Required tasks
1. Reproduce the passage of the commentary on the World Summit draft from "The recognition that" up to and including "and differential treatment.".
2. Condense the paragraph of the commentary on the World Summit draft that begins "On trade, Oxfam believes" into a short bulleted list that keeps its main facts.

Given text
----

On debt, para. 27 has brackets around wording on “debt sustainability being critical to the achievement of national goals including MDGs.’’ The Monterrey Consensus talks about full implementation of the Highly Indebted Poor Countries’ (HIPC) Initiative, but the wording in Ping’s latest September 6 draft about 100% cancellation is new and should be kept. The reference in Ping’s draft to the possibility of on a case by case basis further cancellation for both middle and low income countries with unsustainable debt burdens is clearly a major step forward from Monterrey and should also be retained.
On education, para. 38 brackets remain around wording on the Education for All Fast Track Initiative (FTI). Reference to the FTI is essential.
Aspects of the Gleneagles agreement e.g. universal access to HIV treatment by 2010 would be essential to include in the final document as would commitments to free basic health and education for all. Both of these crucial commitments remain in brackets.
The final text should include:
A time-bound commitment to provide universal, free basic social services in all poor countries, including an end to user fees in basic health and education, ensuring equitable access of women and men to these services.
A commitment to achieve universal access to treatment for HIV/AIDS, recognizing the need to strengthen health systems.
A commitment to invest in the economic empowerment of women.
A commitment to promote equal participation and representation for women and men in government and political decision making bodies.
Agreement that there should be a regular process to review progress towards the achievement of the MDGs.
On trade, Oxfam believes that at a minimum the World Summit should agree a commitment to conclude by 2006 the Doha round of the World Trade Organisation negotiations, in order to deliver new trade rules that will: a) ensure that developing countries have the power to decide the pace and scale of opening their markets, and b) provide new opportunities for least developed countries to gain immediate and quota free access to rich country markets. Some of Oxfam’s bottom lines are in the text without brackets, but others remain under question.
A commitment to conclude by 2006 the Doha round of the World Trade Organisation negotiations, in order to deliver new trade rules is in the text.
Providing new opportunities for least developed countries to gain immediate and quota free access to rich country markets is in the text, but is not extended to all products immediately.
Ensure that developing countries have the power to decide the pace and scale of opening their markets is in brackets.
The recognition that developed countries will work to accelerate and facilitate the accession of developing countries to the WTO is included but not on terms that are fully reflective of special and differential treatment.
Oxfam welcomes the text’s suggestion that the Summit support the ending of the Doha Round by 2006 while reaffirming its commitment to live up to the development mandate. While welcoming these commitments, Oxfam believes that this section should be further strengthened by including:
Increased market access for LDCs, should include all products receive immediate access.
When economies in transition and developing economies go through the accession process in the WTO, the WTO needs to recognize the special and differential needs of those countries.
Developing countries need to be able to decide for themselves the pace and scale of opening markets.

----

Records provided
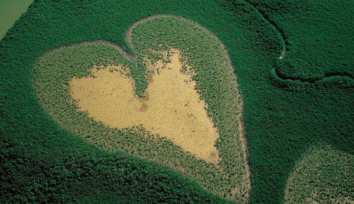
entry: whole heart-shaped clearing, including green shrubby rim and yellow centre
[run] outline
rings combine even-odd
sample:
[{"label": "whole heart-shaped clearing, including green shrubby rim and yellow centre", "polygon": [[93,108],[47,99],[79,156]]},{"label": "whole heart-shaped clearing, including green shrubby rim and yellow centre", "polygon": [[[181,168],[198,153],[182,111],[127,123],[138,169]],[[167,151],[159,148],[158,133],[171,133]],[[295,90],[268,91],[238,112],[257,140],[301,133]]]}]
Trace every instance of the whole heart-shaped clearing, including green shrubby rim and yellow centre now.
[{"label": "whole heart-shaped clearing, including green shrubby rim and yellow centre", "polygon": [[104,42],[40,57],[33,84],[43,107],[89,142],[162,162],[247,201],[242,98],[221,41],[174,16],[139,21],[127,37],[134,57]]}]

----

Set of answers
1.
The recognition that developed countries will work to accelerate and facilitate the accession of developing countries to the WTO is included but not on terms that are fully reflective of special and differential treatment.

2.
- Oxfam's minimum demand on trade is that the World Summit commit to concluding the WTO Doha round by 2006.
- The resulting trade rules should let developing countries decide the pace and scale of opening their markets.
- They should also give least developed countries new opportunities for immediate, quota-free access to rich-country markets.
- Some of Oxfam's bottom lines appear in the text without brackets, but others remain under question.